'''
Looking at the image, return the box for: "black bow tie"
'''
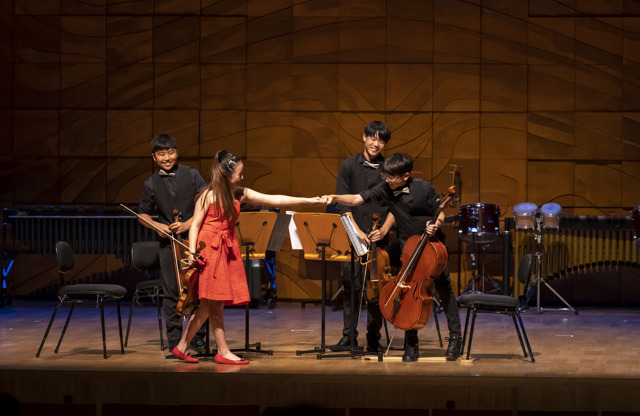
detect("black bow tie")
[393,186,410,197]
[363,160,379,169]
[159,169,176,177]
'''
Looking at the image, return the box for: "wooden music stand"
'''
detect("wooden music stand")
[292,213,354,359]
[232,211,278,356]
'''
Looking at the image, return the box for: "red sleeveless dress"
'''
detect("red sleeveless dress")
[196,200,250,306]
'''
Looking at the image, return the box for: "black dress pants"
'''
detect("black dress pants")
[340,261,384,345]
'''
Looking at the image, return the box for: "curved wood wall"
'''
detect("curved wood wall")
[1,0,640,299]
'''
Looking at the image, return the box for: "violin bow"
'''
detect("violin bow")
[119,203,203,261]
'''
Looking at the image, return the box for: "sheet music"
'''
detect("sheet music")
[286,210,303,250]
[340,215,368,257]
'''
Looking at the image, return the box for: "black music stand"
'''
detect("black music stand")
[292,213,354,359]
[232,211,279,356]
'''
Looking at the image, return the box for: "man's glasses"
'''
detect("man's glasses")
[381,173,402,184]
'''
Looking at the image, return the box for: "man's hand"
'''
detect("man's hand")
[358,229,370,245]
[155,222,171,237]
[368,228,386,243]
[425,221,438,236]
[168,221,190,235]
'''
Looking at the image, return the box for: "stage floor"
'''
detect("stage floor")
[2,299,640,415]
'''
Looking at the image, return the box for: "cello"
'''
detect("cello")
[378,185,456,331]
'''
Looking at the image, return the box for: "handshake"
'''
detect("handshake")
[315,195,335,205]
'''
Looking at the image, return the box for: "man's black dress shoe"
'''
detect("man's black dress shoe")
[402,345,419,362]
[366,341,384,353]
[445,336,462,360]
[189,336,208,355]
[328,336,357,351]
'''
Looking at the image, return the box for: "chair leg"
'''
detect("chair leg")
[100,297,108,359]
[432,302,443,347]
[117,299,124,355]
[125,292,136,347]
[461,307,471,355]
[55,303,75,353]
[155,288,165,350]
[515,312,535,363]
[511,313,528,358]
[466,307,478,360]
[36,302,60,357]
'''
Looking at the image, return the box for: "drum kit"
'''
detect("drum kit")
[513,201,577,314]
[459,202,502,294]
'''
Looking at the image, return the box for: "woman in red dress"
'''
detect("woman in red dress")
[172,150,322,364]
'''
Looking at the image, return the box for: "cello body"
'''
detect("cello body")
[378,234,448,330]
[378,185,456,331]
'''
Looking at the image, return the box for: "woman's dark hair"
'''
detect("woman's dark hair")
[364,121,391,143]
[197,150,242,223]
[382,153,413,177]
[151,134,177,153]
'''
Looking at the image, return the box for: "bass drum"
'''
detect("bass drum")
[459,203,501,243]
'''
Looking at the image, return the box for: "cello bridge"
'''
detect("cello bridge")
[398,283,411,289]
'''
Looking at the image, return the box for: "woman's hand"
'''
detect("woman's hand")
[187,252,196,266]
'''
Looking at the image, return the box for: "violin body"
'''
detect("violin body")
[171,209,206,318]
[366,247,391,302]
[378,235,448,330]
[176,241,206,317]
[176,258,202,317]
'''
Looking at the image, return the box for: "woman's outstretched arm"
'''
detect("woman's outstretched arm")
[240,187,323,207]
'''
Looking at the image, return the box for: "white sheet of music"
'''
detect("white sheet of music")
[286,211,303,250]
[340,214,368,257]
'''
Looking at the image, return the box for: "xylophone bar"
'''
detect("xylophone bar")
[3,206,158,263]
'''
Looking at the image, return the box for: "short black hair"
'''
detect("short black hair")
[364,121,391,143]
[382,153,413,177]
[151,134,177,153]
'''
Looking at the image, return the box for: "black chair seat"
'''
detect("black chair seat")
[458,293,520,308]
[60,284,127,298]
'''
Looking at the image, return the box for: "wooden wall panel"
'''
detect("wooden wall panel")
[14,63,60,108]
[106,17,153,68]
[2,0,640,299]
[105,110,152,156]
[59,110,106,156]
[60,157,107,203]
[199,110,247,157]
[13,110,59,156]
[61,63,107,108]
[107,64,154,108]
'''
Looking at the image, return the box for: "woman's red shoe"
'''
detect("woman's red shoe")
[214,354,249,365]
[172,347,199,363]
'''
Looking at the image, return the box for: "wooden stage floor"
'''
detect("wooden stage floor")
[2,299,640,416]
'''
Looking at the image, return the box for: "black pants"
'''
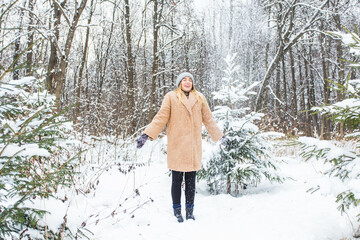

+ + + + +

Exercise: Output every entry above exactly, minus the pictures.

Written solution:
'''
Looking at the image, return the box for: "black bow tie"
'''
detect("black bow tie")
[393,186,410,197]
[363,160,379,169]
[159,169,176,177]
'''
Looking at the image, return the box for: "wooden music stand"
'''
detect("wooden music stand")
[292,213,354,359]
[232,211,278,356]
'''
Looking at the image, return the box for: "red sleeveless dress"
'''
detect("red sleeveless dress")
[196,200,250,306]
'''
Looking at the image, return the box for: "black dress pants"
'''
detect("black dress pants")
[340,261,384,345]
'''
Looking at the image, return the box for: "curved wood wall"
'''
detect("curved wood wall")
[1,0,640,299]
'''
Looking at the image, return the box for: "violin bow"
'''
detect("violin bow")
[119,203,203,261]
'''
Looking at the image, return the box for: "sheet music"
'''
detect("sheet music")
[286,210,303,250]
[340,215,368,257]
'''
Looking at the image, return the box for: "black music stand"
'''
detect("black music stand")
[292,213,354,359]
[232,211,279,356]
'''
Looking at the image, return the box for: "man's glasses"
'''
detect("man's glasses")
[381,173,402,184]
'''
Looking at the image, return the box for: "man's hand"
'''
detect("man's hand")
[358,229,370,245]
[155,222,171,237]
[368,228,386,243]
[425,221,438,236]
[168,221,190,235]
'''
Looking at the image, return the box for: "stage floor"
'''
detect("stage floor")
[2,299,640,415]
'''
Looking at the image, return the box for: "cello"
'''
detect("cello")
[378,185,456,331]
'''
Looking at the image, return the box for: "handshake"
'''
detect("handshake")
[315,195,335,205]
'''
Looking at the image, return the box for: "man's black dress shoe"
'''
detect("man's black dress shoe")
[402,345,419,362]
[366,341,384,353]
[445,336,462,360]
[189,336,208,355]
[328,336,357,351]
'''
Looking at the image, return the box for: "chair leg"
'''
detect("chair leg")
[100,297,108,359]
[432,302,443,347]
[117,299,124,355]
[125,292,136,347]
[461,307,471,355]
[55,303,75,353]
[155,288,165,350]
[515,312,535,363]
[511,313,528,358]
[466,307,478,360]
[36,302,60,357]
'''
Looking at the image, return the box for: "drum kit"
'''
detect("drum kit")
[513,201,577,314]
[459,202,502,294]
'''
Looking at the image, return the box for: "woman in red dress"
'''
detect("woman in red dress")
[172,150,322,364]
'''
Looking at the image, return the box for: "cello body"
'''
detect("cello body")
[378,234,448,330]
[378,185,456,331]
'''
Looking at the image, return the box for: "woman's dark hair"
'''
detect("woman's dark hair")
[364,121,391,143]
[197,150,242,223]
[382,153,413,177]
[151,134,177,153]
'''
Looking at the image, return the box for: "bass drum"
'''
detect("bass drum")
[459,203,501,243]
'''
Looking at the image, return the box for: "cello bridge"
'''
detect("cello bridge")
[398,283,411,289]
'''
Looking at the image, return the box for: "woman's hand"
'''
detect("woman's hand")
[187,252,196,266]
'''
Looking at the image, return the box for: "violin body"
'''
detect("violin body")
[171,209,206,318]
[366,247,391,302]
[378,235,448,330]
[176,241,206,317]
[176,258,202,317]
'''
Looking at the image, return the box for: "woman's outstretched arm"
'''
detect("woman's outstretched arm")
[240,187,323,207]
'''
Looking at the image, return the box for: "white sheet of music"
'''
detect("white sheet of music")
[286,211,303,250]
[340,214,368,257]
'''
Looking at the image, return the box for: "xylophone bar"
'''
detect("xylophone bar")
[3,206,158,263]
'''
Looking at the image, return the box for: "short black hair"
'''
detect("short black hair")
[364,121,391,143]
[382,153,413,177]
[151,134,177,153]
'''
Looking at the image, return the box for: "black chair seat"
'''
detect("black chair seat")
[458,293,520,308]
[60,284,127,298]
'''
Looking at the image, return the box for: "wooden wall panel"
'''
detect("wooden wall panel")
[14,63,60,108]
[106,17,153,68]
[2,0,640,299]
[105,110,152,156]
[59,110,106,156]
[60,157,107,203]
[199,110,247,157]
[13,110,59,156]
[61,63,107,108]
[107,64,154,108]
'''
Looking at the image, return the box for: "woman's red shoe"
'''
detect("woman's red shoe")
[214,354,249,365]
[172,347,199,363]
'''
Looking at the image, return the box for: "wooden stage floor"
'''
detect("wooden stage floor")
[2,299,640,416]
'''
Looking at the image, return the box for: "black pants"
'''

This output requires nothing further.